# Written task
Write out every line of the listing below as a JSON list of strings, one string per line, with no entries for blank lines. Leave the pictures out of your answer.

# Data section
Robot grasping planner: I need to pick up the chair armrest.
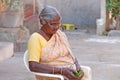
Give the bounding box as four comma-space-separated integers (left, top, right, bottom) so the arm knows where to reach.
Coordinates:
32, 72, 64, 80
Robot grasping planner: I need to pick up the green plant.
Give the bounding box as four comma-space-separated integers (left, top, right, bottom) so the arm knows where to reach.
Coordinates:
106, 0, 120, 17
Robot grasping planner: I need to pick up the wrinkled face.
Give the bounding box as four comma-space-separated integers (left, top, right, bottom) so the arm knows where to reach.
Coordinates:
43, 16, 61, 34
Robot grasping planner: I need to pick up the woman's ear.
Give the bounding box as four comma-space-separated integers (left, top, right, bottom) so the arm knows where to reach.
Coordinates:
40, 19, 46, 25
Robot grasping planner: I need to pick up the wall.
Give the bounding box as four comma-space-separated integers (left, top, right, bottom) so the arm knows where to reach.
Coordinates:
38, 0, 100, 28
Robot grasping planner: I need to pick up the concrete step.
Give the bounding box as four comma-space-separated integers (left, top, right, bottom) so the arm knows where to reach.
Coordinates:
80, 62, 120, 80
0, 42, 14, 61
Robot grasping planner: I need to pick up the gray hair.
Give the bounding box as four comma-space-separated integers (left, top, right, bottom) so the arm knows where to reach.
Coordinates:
39, 6, 61, 21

# Exercise solution
[
  "Robot grasping planner: I need to pick up the chair armrest.",
  "Give the bounding box as four comma-space-separated integers (left, top, right, bottom) so the arm knows where to reach.",
  "Coordinates:",
  "32, 72, 64, 80",
  "Robot grasping planner: I need to pick up the green plant.",
  "Give the bounding box as four comma-space-separated integers (left, top, right, bottom) so the arm knows where to reach.",
  "Coordinates:",
  "106, 0, 120, 17",
  "Robot grasping planner: I need to pick up the wrinkled face.",
  "Give the bounding box as four comma-space-separated integers (left, top, right, bottom) so the arm knows where to reach.",
  "Coordinates:",
  "43, 16, 61, 34",
  "Robot grasping planner: I need to pick up the woman's ear.",
  "Give the bounding box as four comma-space-separated integers (left, top, right, bottom) so the arm knows where to reach.",
  "Coordinates:",
  "40, 19, 46, 25",
  "Robot grasping planner: I need to pick up the wall.",
  "Give the bounding box as four comma-space-separated integers (left, top, right, bottom) so the arm knows where to reach.",
  "Coordinates:",
  "38, 0, 100, 28",
  "Robot grasping planner: I need to pick up the concrete step.",
  "Give the bounding box as four comma-space-separated integers (left, top, right, bottom) so the arm knows where to reach.",
  "Coordinates:",
  "80, 62, 120, 80",
  "0, 42, 14, 61",
  "Robot grasping planner: I need to pick up the gray hair.",
  "Give the bounding box as four comma-space-separated integers (left, top, right, bottom) so the arm knows where to reach.",
  "Coordinates:",
  "39, 6, 61, 21"
]